__DOCUMENT EXCERPT__

· · · · ·

MI FY25 Budget Expands Access To Behavioral Health Services

Michigan Government NewsLansing, MI - As part of the state’s continued commitment to expanding access to behavioral health services for Michigan families, Gov. Gretchen Whitmer’s FY2025 budget proposal includes $193.3 million to strengthen Michigan’s Certified Community Behavioral Health Clinics (CCBHC) demonstration program.

Funds will be used to expand the number of CCBHC sites and establish more robust support, as well as oversight and monitoring, for Michigan’s Medicaid CCBHC demonstration. CCBHCs are non-profit or local government agencies that are federally required to provide nine comprehensive behavioral health services, including 24/7 mobile crisis response and medication-assisted treatment for substance use disorders

Michigan Department of Health and Human Services (MDHHS) Director Elizabeth Hertel visited with Network 180, a Community Mental Health Authority that includes a CCBHC site in Kent County, Thursday, Feb. 22.

The CCBHC model increases access to numerous behavioral health services by serving all individuals with a behavioral health diagnosis, regardless of insurance or ability to pay,” said Elizabeth Hertel, MDHHS director. “The CCBHC model has been shown to substantially increase access to care, advance the coordination of physical and behavioral health, strengthen community partnerships, address health inequities and improve the quality of behavioral health services.”

The FY25 budget proposal will support expanded access to behavioral health supports and services for up to 50,000 additional Michigan residents. There are currently 30 CCBHCs in Michigan’s Medicaid demonstration project, as well as several additional provider organizations currently receiving federal grant funding to establish clinics and provide CCBHC services.

In FY23, 13 Medicaid-funded CCBHCs provided services to approximately 75,000 unique individuals across Michigan. Approximately 30% of individuals served were children and young adults ages 0 to 21 and 70% were adults.

Additional budget recommendations include funding to increase access to behavioral health services through direct program capacity enhancements, a managed care rate increase for behavioral health services, incentives to build a pipeline of qualified providers and ongoing resource support for people experiencing behavioral health crises.

  • $36.1 million to increase rates for behavioral health services provided through Medicaid health plans.
  • $8.3 million to establish Medicaid reimbursement for peer provided substance use disorder services.
  • $7.3 million for the Michigan Crisis and Access Line to ensure structural ongoing support for services currently provided to individuals experiencing behavioral health crises.
  • $4 million to enhance gambling prevention and treatment services including residential gambling treatment, recovery support services, youth education and prevention services, research and evaluation, provider training, a media campaign and the problem gambling hotline.

· · · · ·

__SUPPLIED MATERIAL__
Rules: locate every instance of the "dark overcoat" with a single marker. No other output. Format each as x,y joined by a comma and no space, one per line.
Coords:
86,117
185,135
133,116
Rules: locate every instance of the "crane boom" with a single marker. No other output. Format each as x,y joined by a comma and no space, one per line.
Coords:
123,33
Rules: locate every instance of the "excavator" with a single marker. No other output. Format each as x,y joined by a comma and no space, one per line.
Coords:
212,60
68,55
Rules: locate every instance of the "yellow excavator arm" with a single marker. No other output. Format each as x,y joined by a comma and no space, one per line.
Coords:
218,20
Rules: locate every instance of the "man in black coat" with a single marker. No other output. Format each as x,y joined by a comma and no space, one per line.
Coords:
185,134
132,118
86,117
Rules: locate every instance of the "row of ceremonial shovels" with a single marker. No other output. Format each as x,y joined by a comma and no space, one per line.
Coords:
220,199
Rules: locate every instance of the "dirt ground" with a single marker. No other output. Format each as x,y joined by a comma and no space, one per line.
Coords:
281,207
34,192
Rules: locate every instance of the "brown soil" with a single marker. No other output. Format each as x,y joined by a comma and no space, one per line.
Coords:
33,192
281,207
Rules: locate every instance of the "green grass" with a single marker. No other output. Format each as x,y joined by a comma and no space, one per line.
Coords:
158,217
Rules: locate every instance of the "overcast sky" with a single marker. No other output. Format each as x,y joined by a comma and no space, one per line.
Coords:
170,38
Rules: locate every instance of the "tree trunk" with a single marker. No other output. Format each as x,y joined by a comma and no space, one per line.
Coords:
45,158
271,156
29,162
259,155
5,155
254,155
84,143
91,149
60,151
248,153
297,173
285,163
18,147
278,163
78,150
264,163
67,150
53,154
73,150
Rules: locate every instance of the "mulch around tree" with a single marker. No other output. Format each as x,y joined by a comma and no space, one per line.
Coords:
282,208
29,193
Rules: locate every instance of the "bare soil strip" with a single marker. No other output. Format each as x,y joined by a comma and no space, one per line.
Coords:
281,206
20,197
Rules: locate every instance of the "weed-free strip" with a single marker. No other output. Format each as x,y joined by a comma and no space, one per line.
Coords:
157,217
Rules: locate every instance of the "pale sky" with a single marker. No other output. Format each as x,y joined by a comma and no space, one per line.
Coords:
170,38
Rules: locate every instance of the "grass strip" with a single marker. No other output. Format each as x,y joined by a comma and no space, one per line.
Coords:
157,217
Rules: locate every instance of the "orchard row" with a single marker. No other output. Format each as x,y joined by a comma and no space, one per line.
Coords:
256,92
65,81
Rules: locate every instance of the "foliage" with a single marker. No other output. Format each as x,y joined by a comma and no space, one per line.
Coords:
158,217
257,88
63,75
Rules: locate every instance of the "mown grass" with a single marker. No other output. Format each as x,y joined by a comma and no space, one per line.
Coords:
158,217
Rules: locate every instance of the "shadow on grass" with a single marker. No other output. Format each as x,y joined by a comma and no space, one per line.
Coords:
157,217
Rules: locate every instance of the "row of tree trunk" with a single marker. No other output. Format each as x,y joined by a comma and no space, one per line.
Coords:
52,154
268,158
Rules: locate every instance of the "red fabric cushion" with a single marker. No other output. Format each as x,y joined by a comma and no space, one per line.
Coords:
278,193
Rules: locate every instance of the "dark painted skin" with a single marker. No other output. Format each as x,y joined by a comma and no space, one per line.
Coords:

· · · · ·

Copy everything in the budget release from "In FY23, 13" down to "Medicaid health plans.", changing "FY23" to "fiscal year 2023". Rely only on the budget release for what comes next.

In fiscal year 2023, 13 Medicaid-funded CCBHCs provided services to approximately 75,000 unique individuals across Michigan. Approximately 30% of individuals served were children and young adults ages 0 to 21 and 70% were adults.

Additional budget recommendations include funding to increase access to behavioral health services through direct program capacity enhancements, a managed care rate increase for behavioral health services, incentives to build a pipeline of qualified providers and ongoing resource support for people experiencing behavioral health crises.

  • $36.1 million to increase rates for behavioral health services provided through Medicaid health plans.